Excerpt:
= = =
Working With Files and Paths

The pathutils Module

Author: Michael Foord
Contact: fuzzyman@voidspace.org.uk
Version: 0.2.6
Date: 2007/11/08
License:BSD License [1]
Online Version:pathutils online
Support:Mailing List

Paths and Files

Note

This module is not under active development and is in 'bugfix only' maintenance mode.

Introduction

This module contains convenience functions for working with files and paths.

This module is a part of the pythonutils [2] package. Many of the modules in this package can be seen at the Voidspace Modules Page or the Voidspace Python Recipebook.

Downloading

As well as being included in the pythonutils package, you can download pathutils directly from :

Reading and Writing Files

This set of functions provide simple one-liners for common operation.

readlines

readlines(filename)

Passed a filename, it reads it, and returns a list of lines. (Read in text mode)

writelines

writelines(filename, infile, newline=False)

Given a filename and a list of lines it writes the file. (In text mode)

If newline is True (default is False) it adds a newline to each line.

readbinary

readbinary(filename)

Given a filename, read a file in binary mode. It returns a single string.

writebinary

writebinary(filename, infile)

Given a filename and a string, write the file in binary mode.

readfile

readfile(filename)

Given a filename, read a file in text mode. It returns a single string.

writefile

writebinary(filename, infile)

Given a filename and a string, write the file in text mode.

File Paths

A few functions useful when working with file paths.

tslash

tslash(apath):

Add a trailing slash (/) to a path if it lacks one.

It doesn't use os.sep because you end up in trouble on windoze, when you want separators for URLs.

relpath

relpath(origin, dest)

Return the relative path between origin and dest.

If it's not possible return dest.

If they are identical return os.curdir

Adapted from path.py by Jason Orendorff.

splitall

splitall(loc)

Return a list of the path components in loc. (Used by relpath).

The first item in the list will be either os.curdir, os.pardir, empty, or the root directory of loc (for example, / or C:\).

The other items in the list will be strings.

Adapted from path.py by Jason Orendorff.

Walking Directory Trees

A few generators to assist walking directory trees. All Python 2.2 compatible (pre os.walk).

walkfiles

walkfiles(thisdir)

walkfiles(D) -> iterator over files in D, recursively. Yields full file paths.

Adapted from path.py by Jason Orendorff.

walkdirs

walkdirs(thisdir)

Walk through all the subdirectories in a tree. Recursively yields directory names (full paths).

walkemptydirs

walkemptydirs(thisdir)

Recursively yield names of empty directories.

These are the only paths omitted when using walkfiles.

File Locking

Simple cross platform file locking is a common task, it is not as easy as it should be.

One useful module is XFile, which is a cross platform file locking module. Under the hood it uses fcntl (for Unix like platforms) or the win32 API to do the locking.

Unfortunately, you can't gain an exclusive lock for a read only access.

The following approach (as originally implemented by Guido van Rossum) provides a lock creating a directory with the same name (plus a trailing underscore), as the file. This is simple and cross platform, with some limitations :

LockError

The generic error for locking - it is a subclass of IOError.
= = =
Given instruction 1:
Extract each line of the entries that contains the word "maroon".
The entries have no connection to the pathutils documentation.

[Location identification items]
= = =
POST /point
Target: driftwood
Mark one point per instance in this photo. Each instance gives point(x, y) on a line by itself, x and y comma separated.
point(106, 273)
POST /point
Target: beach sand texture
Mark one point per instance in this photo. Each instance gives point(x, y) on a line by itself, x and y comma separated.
= = =
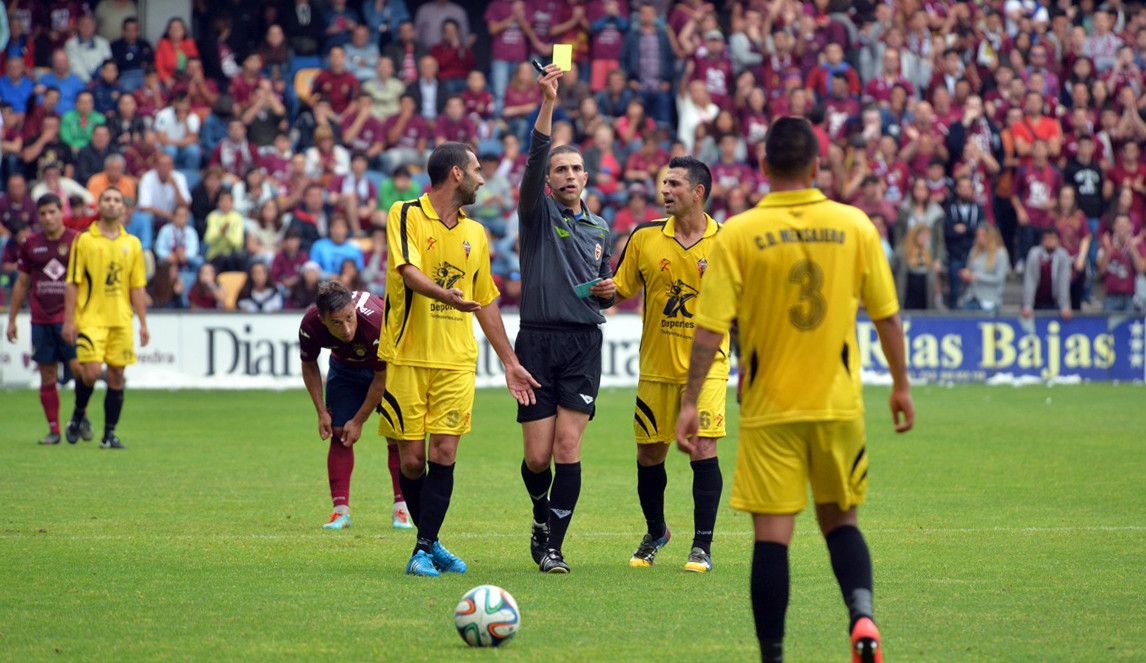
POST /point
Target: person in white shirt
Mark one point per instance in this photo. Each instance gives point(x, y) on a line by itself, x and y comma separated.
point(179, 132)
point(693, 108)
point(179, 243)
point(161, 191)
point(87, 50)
= = =
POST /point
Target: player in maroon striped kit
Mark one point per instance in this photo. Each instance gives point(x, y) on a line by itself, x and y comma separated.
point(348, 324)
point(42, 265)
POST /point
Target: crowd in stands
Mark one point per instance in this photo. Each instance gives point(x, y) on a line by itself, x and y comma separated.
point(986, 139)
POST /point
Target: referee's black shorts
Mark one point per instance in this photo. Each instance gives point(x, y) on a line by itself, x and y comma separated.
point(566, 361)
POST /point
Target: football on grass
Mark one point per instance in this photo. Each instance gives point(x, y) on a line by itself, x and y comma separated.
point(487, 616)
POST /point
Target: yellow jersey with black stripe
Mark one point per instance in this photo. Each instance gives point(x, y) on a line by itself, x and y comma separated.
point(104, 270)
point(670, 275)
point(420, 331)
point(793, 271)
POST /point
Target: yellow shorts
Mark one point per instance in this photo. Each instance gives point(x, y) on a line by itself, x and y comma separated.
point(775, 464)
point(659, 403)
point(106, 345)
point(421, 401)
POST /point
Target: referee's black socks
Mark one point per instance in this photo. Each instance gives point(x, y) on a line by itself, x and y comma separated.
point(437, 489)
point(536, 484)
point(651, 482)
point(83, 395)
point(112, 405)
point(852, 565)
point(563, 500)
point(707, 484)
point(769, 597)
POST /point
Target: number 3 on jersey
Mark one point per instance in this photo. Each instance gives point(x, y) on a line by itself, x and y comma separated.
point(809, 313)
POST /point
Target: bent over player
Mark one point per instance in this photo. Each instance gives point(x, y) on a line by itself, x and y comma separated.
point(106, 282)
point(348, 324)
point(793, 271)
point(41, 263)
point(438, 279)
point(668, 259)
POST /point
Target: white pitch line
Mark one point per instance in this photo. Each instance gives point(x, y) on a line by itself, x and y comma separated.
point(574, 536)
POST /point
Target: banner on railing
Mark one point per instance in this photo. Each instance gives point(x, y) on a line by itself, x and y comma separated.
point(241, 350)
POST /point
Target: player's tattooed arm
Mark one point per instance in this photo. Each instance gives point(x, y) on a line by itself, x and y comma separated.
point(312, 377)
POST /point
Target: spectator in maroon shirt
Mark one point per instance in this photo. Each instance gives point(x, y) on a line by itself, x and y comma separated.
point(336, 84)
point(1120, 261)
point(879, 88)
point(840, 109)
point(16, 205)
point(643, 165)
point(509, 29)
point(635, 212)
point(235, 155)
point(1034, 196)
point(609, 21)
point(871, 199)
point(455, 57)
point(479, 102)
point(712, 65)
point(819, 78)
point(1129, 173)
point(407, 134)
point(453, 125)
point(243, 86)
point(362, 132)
= = =
Given instruction 2:
Answer these questions from the pathutils documentation:
(a) What version number is given for the module?
(b) What does tslash add to a path that lacks one?
(c) What does relpath return when origin and dest are identical?

Full response 1:
Target: player in maroon striped kit
Target: spectator in maroon shirt

Full response 2:
(a) 0.2.6
(b) A trailing slash (/).
(c) os.curdir